---------- EXERCISE TEXT ----------
Monday, October 30, 2006

Religion in Politics

I might live in Texas, but I'm a Mid-Westerner by birth. Growing up, we didn't talk about religion much. In fact, the two religious conversations I had in High School were with evangelicals intent on damning everyone to hell who "hadn't accepted Jesus in their hearts". As a non-evangelical, yet quiet, Christian, I politely disagreed. Okay, not so politely. One girl who asked me, "Are you saved?" got the response, "From what?" That cheeky comment earned me a you-can't-save-'em-all sigh and withering look.

In Michigan, religion just didn't come up in polite conversation. Everything, including God, is bigger in Texas. In Texas, we've been asked, before treating patients, "Have you accepted Jesus?" This question irks me. Does it matter? I mean, good grief, if the world's best brain surgeon was a fire-breathing Atheist (okay, morose, nihilistic Atheist, but you know what I mean) would you refrain from the surgery for religious reasons? That's just stupid. Ditto sexual orientation. Ditto political orientation.

When it comes to politicians, I don't want to hear about whether they fear or love Jesus. Shut up, you! The best Christians walk the walk, and let their walk display their beliefs. So now, Harold Ford Jr. is babbling about his relationship with Je-zusss. Yuck. He is talking about how Republican's fear the Lord, they don't combine their fear and their love. Oh, please. Now he's a theologian and sociology scholar deconstructing Republican's views on God?

I voted for Bush. Twice. Don't apologize for it. Don't care that he's a born-again Christian. When he said that his favorite philosopher was Jesus, I inwardly groaned. First, I don't really consider Jesus a philosopher, but I get what he meant. Second, the idiot reporter was obviously trying to trap Bush and make him look stupid. See, this guy's never read a book in his life. He thinks Plato is something you make spaghetti hair with. Huh-huh. Huh-huh.

Obviously, the aforementioned politicians believe that their religious beliefs get them votes. Let me rephrase that. These politicians believe that talking religion or acting religious gets them votes. Note Hillary's boldly displayed cross (puh-leeze). Note Ford's waxing elephant about Jesus.
---------- DATA EXCERPTS ----------
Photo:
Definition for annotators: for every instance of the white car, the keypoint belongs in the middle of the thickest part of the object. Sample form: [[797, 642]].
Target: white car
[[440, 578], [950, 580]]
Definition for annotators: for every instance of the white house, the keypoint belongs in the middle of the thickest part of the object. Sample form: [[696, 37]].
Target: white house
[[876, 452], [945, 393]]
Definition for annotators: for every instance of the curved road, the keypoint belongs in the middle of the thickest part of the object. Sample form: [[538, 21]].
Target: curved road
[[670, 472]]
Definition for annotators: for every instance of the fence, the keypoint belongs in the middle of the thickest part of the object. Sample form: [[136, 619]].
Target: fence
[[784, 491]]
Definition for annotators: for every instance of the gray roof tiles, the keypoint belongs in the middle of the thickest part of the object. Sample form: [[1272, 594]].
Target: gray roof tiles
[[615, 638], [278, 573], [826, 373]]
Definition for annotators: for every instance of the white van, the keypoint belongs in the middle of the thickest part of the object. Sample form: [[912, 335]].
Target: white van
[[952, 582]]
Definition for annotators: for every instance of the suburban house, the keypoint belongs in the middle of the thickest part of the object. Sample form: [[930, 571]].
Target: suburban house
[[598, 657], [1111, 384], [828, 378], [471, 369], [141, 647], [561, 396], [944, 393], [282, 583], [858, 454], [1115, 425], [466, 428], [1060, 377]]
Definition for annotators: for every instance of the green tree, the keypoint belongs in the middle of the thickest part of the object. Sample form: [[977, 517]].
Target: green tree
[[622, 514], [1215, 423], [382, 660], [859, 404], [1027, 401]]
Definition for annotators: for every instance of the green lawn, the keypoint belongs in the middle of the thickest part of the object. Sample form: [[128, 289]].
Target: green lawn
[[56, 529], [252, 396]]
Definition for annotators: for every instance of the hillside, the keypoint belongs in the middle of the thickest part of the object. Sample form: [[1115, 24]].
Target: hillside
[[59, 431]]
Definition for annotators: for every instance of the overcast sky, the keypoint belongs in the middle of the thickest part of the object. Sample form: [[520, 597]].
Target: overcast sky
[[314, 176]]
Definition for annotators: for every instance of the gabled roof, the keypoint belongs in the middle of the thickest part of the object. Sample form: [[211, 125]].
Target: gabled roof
----------
◆ PROBLEM ◆
Set down the passage of the religion-in-politics post word for word, starting at "I voted for" and ending at "elephant about Jesus.". Nothing in the records is needed for what follows.

◆ ANSWER TO THIS EXERCISE ◆
I voted for Bush. Twice. Don't apologize for it. Don't care that he's a born-again Christian. When he said that his favorite philosopher was Jesus, I inwardly groaned. First, I don't really consider Jesus a philosopher, but I get what he meant. Second, the idiot reporter was obviously trying to trap Bush and make him look stupid. See, this guy's never read a book in his life. He thinks Plato is something you make spaghetti hair with. Huh-huh. Huh-huh.

Obviously, the aforementioned politicians believe that their religious beliefs get them votes. Let me rephrase that. These politicians believe that talking religion or acting religious gets them votes. Note Hillary's boldly displayed cross (puh-leeze). Note Ford's waxing elephant about Jesus.